- [Source material]

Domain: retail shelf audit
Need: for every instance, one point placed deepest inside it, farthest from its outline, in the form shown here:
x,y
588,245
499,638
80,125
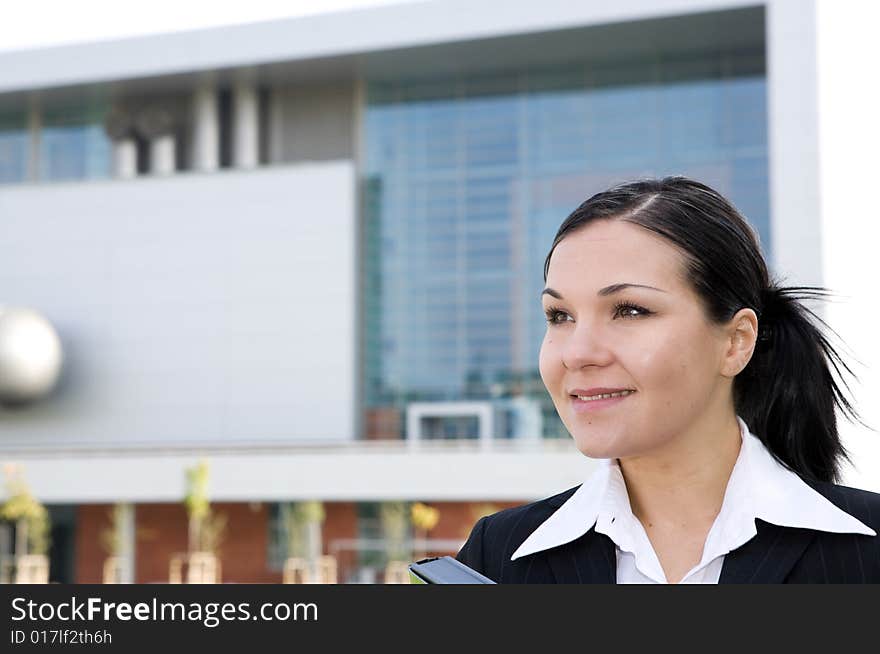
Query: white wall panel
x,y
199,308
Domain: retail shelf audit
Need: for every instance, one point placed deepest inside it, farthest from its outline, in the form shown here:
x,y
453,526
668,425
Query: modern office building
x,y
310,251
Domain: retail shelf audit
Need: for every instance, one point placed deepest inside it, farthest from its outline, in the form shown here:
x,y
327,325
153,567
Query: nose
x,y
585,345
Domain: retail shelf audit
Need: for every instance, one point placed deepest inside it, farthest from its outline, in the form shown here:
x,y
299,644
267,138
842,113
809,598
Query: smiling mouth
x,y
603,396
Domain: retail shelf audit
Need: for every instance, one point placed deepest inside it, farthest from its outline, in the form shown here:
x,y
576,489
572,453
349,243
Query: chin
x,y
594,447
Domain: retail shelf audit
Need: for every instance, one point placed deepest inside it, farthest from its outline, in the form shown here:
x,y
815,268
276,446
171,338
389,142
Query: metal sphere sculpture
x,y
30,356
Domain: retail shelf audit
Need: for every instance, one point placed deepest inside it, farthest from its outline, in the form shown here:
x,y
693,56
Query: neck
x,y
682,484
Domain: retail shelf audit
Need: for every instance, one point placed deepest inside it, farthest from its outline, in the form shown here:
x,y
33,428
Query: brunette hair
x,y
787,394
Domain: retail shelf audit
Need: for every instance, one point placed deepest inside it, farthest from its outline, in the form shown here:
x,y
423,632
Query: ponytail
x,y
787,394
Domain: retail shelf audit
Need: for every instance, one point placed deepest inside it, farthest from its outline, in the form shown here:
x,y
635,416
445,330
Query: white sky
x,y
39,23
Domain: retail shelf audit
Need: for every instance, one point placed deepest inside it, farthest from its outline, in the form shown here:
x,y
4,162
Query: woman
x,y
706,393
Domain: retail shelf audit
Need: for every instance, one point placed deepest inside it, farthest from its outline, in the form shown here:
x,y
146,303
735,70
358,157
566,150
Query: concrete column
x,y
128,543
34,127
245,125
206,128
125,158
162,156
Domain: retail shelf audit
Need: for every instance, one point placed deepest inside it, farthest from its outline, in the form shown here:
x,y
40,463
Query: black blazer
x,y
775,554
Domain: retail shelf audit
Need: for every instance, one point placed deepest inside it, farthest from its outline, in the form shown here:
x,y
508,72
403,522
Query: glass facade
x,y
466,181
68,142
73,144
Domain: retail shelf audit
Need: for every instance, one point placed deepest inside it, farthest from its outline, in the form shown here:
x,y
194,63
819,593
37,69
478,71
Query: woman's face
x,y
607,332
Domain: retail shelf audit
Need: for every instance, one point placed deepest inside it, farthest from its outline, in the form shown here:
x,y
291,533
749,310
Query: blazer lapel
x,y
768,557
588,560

- [Prompt] Each line above should be written out again unchanged; no images are to be carried over.

- [Response area]
Domain: retail shelf audit
Need: for every instance, one point placed deepest inside it, farthest from its outline, in the form shown here:
x,y
588,245
499,638
80,125
Query: white wall panel
x,y
199,308
Domain: retail shelf audit
Need: for every instance, one point placed deepest inside it, farthest from its outline, in the form shown here:
x,y
453,526
668,425
Query: modern office building
x,y
310,251
Domain: retail shelf audit
Need: for every instance, one point placed deepest inside it, farthest from its outline, in the form shown here:
x,y
327,325
153,567
Query: nose
x,y
585,345
Domain: retail shelf audit
Need: for every instance, one point placed deepest inside it, farthest from its outline, in the form shown here:
x,y
299,644
267,138
842,113
809,598
Query: smiling mouth
x,y
603,396
Domain: retail shelf audit
Need: for every instance, one point placed deepest inside it, farthest from its outline, in the form shown here:
x,y
576,489
572,453
349,243
Query: chin
x,y
594,447
Domain: retail shelf audit
Need: for every instance, one point placed deepest inside it, farthest from its outline, in the form shown here:
x,y
815,268
276,446
171,338
389,142
Query: metal sphere sculpture
x,y
30,356
Domain: retail shelf audit
Need: for every instance, one point placed deepest inside it, farthest from its outline, in the form shown here:
x,y
693,56
Query: neck
x,y
682,484
Domain: retail shelf audit
Need: for every instance, one point placed deepest inside it, farthest from its outline, in the form shown here:
x,y
33,428
Query: brunette hair
x,y
787,394
Domain: retail shelf audit
Need: for every instance, one point placed deepest inside it, farthest from its outline, in the form shown here:
x,y
423,632
Query: ponytail
x,y
787,394
Domain: retail shelf audit
Need: for every instance, one point placed deepest inside it, farthest from its outline, in the form shown here:
x,y
635,416
445,330
Query: white sky
x,y
39,23
Domain: retail shelf audit
Need: for every instance, one point placed deepest inside it, farthest from its outline, in the form shown here:
x,y
4,162
Query: woman
x,y
706,393
Domain: retail shelf audit
Need: for every instance, one point placed deepest inside it, farthest from its outline, in the form shown here:
x,y
146,303
735,70
358,157
566,150
Query: concrete column
x,y
128,543
34,127
245,125
206,128
125,158
162,156
Domain: retail shelf audit
Need: for every instance, one point placed deepest inside it, farthest from its outline, in the form shown here:
x,y
40,463
Query: black blazer
x,y
775,554
Domain: retail shelf audit
Need: for every instance, one point placed deepest inside it, farthest from its outline, in the form shown here:
x,y
508,72
403,522
Query: glass facade
x,y
466,181
68,142
73,144
Domain: retail shelf audit
Need: for every instance, one point placed deepest inside it, farthest from its outline, in the form shown here:
x,y
194,63
819,593
37,69
478,71
Query: woman's face
x,y
607,332
Domain: retail shelf audit
Need: for every instance, one point placed deepest inside it, farthest from its outline, in the form shown here:
x,y
291,533
749,310
Query: blazer lapel
x,y
768,557
588,560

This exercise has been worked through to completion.